WHAT TO DO -
Word for word, repeat the entries, minus the pictures.

☆ ☆ ☆ ☆ ☆ ☆ ☆

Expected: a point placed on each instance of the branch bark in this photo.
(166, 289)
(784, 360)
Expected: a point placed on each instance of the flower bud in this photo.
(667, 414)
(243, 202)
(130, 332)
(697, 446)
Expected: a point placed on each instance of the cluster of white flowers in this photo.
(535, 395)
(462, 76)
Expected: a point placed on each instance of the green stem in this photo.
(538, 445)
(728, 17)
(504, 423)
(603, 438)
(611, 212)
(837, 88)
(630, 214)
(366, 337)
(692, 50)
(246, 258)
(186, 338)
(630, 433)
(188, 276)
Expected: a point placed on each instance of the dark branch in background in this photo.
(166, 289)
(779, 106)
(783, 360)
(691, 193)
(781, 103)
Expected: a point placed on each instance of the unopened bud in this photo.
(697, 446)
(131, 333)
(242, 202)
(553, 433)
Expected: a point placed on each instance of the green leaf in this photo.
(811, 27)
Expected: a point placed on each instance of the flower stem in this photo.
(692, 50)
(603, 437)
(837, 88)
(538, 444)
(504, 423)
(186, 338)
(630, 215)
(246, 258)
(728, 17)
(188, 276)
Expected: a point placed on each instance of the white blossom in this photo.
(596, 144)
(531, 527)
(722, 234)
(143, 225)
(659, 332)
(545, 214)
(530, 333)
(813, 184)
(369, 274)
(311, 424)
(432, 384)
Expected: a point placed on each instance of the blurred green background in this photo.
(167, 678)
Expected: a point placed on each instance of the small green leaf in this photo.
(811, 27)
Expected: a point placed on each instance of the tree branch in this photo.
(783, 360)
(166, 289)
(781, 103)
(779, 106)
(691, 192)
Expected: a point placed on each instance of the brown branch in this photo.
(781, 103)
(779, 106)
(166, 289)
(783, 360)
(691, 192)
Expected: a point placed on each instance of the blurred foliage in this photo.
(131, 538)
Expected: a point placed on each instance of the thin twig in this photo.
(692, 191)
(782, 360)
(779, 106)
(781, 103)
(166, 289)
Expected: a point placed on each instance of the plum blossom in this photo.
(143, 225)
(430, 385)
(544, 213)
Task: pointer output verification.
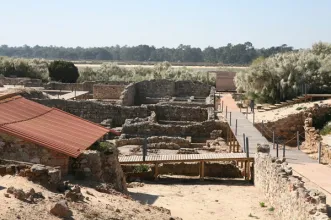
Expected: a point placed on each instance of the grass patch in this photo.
(262, 204)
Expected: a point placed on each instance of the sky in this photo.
(199, 23)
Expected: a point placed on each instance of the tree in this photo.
(63, 71)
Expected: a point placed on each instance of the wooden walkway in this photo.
(240, 158)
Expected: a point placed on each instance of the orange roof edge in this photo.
(46, 145)
(109, 130)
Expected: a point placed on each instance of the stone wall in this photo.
(179, 113)
(128, 95)
(100, 166)
(85, 86)
(28, 82)
(313, 140)
(104, 91)
(169, 88)
(12, 148)
(221, 170)
(199, 129)
(181, 142)
(285, 192)
(45, 175)
(97, 111)
(286, 128)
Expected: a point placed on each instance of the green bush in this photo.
(63, 71)
(282, 76)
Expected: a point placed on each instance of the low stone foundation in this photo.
(221, 170)
(100, 166)
(285, 192)
(45, 175)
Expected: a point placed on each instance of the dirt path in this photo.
(210, 200)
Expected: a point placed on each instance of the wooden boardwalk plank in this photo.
(183, 157)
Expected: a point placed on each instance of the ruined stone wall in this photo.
(85, 86)
(104, 91)
(181, 142)
(28, 82)
(313, 140)
(100, 166)
(169, 88)
(97, 111)
(45, 175)
(221, 170)
(179, 113)
(199, 129)
(286, 128)
(285, 192)
(128, 95)
(12, 148)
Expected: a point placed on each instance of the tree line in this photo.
(238, 54)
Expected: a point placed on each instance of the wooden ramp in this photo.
(201, 158)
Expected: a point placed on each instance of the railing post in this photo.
(298, 140)
(319, 152)
(144, 149)
(244, 142)
(247, 147)
(273, 139)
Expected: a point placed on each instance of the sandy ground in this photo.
(99, 205)
(192, 199)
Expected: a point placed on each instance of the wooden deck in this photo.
(240, 158)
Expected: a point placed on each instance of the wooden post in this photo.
(248, 169)
(273, 139)
(156, 171)
(319, 152)
(202, 168)
(244, 142)
(298, 140)
(247, 147)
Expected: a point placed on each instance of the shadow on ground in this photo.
(144, 198)
(179, 180)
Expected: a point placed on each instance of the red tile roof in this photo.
(49, 127)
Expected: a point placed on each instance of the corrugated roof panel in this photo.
(52, 128)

☆ ☆ ☆ ☆ ☆ ☆ ☆

OUTPUT FOR THIS TASK -
Expected: a point placed on each instance of the branch bark in this photo.
(166, 289)
(784, 360)
Expected: a point placed on each instance of the flower bud in this photo.
(667, 414)
(243, 202)
(130, 332)
(697, 446)
Expected: a point placed on each instance of the cluster of white flowers in this photo.
(535, 395)
(462, 76)
Expected: a point placed on each instance of the green stem in this photo.
(538, 445)
(728, 17)
(504, 423)
(603, 438)
(611, 212)
(837, 88)
(630, 214)
(366, 337)
(692, 50)
(246, 258)
(186, 338)
(630, 433)
(188, 276)
Expected: a point placed on each instance of the dark branch in background in this photo.
(166, 289)
(779, 106)
(783, 360)
(691, 193)
(781, 103)
Expected: a point placed on each instance of the unopened bud in this photo.
(697, 446)
(131, 333)
(242, 202)
(553, 433)
Expected: a point placed on each instance of the green leaf in this photo.
(811, 27)
Expected: a point placed on each instance of the flower stem in this photo.
(692, 50)
(603, 437)
(837, 88)
(538, 444)
(504, 423)
(186, 338)
(630, 215)
(246, 258)
(728, 17)
(188, 276)
Expected: a point placed on each instance of the white blossom in this photo.
(596, 144)
(531, 527)
(722, 234)
(143, 225)
(659, 332)
(545, 214)
(530, 333)
(813, 184)
(369, 274)
(311, 424)
(432, 384)
Expected: a point placed on each instance of the blurred green background in this photo.
(167, 678)
Expected: a point placed on each instance of the small green leaf in this photo.
(811, 27)
Expected: a point placed on each instance of the tree branch in this photo.
(783, 360)
(166, 289)
(781, 103)
(779, 106)
(691, 192)
Expected: a point placed on each instance of the brown branch in this photo.
(781, 103)
(779, 106)
(166, 289)
(783, 360)
(691, 192)
Expected: a point placed on each instance of the blurred foliage in this photo.
(131, 538)
Expected: a point placed on each instance of the thin twig in this photo.
(692, 191)
(782, 360)
(779, 106)
(781, 103)
(166, 289)
Expected: a point placed on each instance of the plum blossom in this photo.
(143, 225)
(430, 385)
(544, 213)
Task: pointer output verification.
Expected: a point placed on each instance of the grass patch in this photo.
(262, 204)
Expected: a point placed on each instance of the sky in this photo.
(199, 23)
Expected: a point placed on each instance of the tree in this photo.
(63, 71)
Expected: a point placed on each instance of the wooden walkway in this photo.
(240, 158)
Expected: a point placed on each instance of the orange roof edge in this photo.
(46, 145)
(109, 130)
Expected: a point placed on each instance of the stone wall in this photo.
(179, 113)
(128, 95)
(100, 166)
(85, 86)
(28, 82)
(313, 140)
(104, 91)
(169, 88)
(12, 148)
(221, 170)
(199, 129)
(181, 142)
(285, 192)
(45, 175)
(97, 111)
(286, 128)
Expected: a point placed on each instance of the green bush in this photo.
(63, 71)
(282, 76)
Expected: a point placed on each instance of the low stone foundation in this photo.
(221, 170)
(100, 166)
(285, 192)
(45, 175)
Expected: a point placed on each instance of the dirt path in this photo.
(210, 200)
Expected: a point placed on each instance of the wooden boardwalk plank in this photo.
(183, 157)
Expected: a point placed on each instance of the ruined stone wall in this photo.
(85, 86)
(104, 91)
(181, 142)
(28, 82)
(313, 140)
(100, 166)
(169, 88)
(97, 111)
(45, 175)
(221, 170)
(179, 113)
(199, 129)
(286, 128)
(285, 192)
(128, 95)
(12, 148)
Expected: a point placed on each instance of the tree line in this photo.
(238, 54)
Expected: a point placed on each instance of the wooden ramp in this photo.
(201, 158)
Expected: a point placed on each instance of the railing post in this photo.
(298, 140)
(319, 152)
(144, 149)
(244, 142)
(247, 147)
(273, 139)
Expected: a point placed on each instance of the sandy ground in this photo.
(99, 205)
(192, 199)
Expected: a point placed on each instance of the wooden deck in this photo.
(240, 158)
Expected: a point placed on each instance of the wooden post in this photo.
(248, 169)
(273, 139)
(156, 171)
(319, 152)
(202, 168)
(244, 142)
(298, 140)
(247, 147)
Expected: a point placed on each instance of the shadow on ground in this photo.
(144, 198)
(179, 180)
Expected: a point placed on each instance of the red tile roof in this photo.
(49, 127)
Expected: a point placed on each instance of the corrugated roof panel in this photo.
(52, 128)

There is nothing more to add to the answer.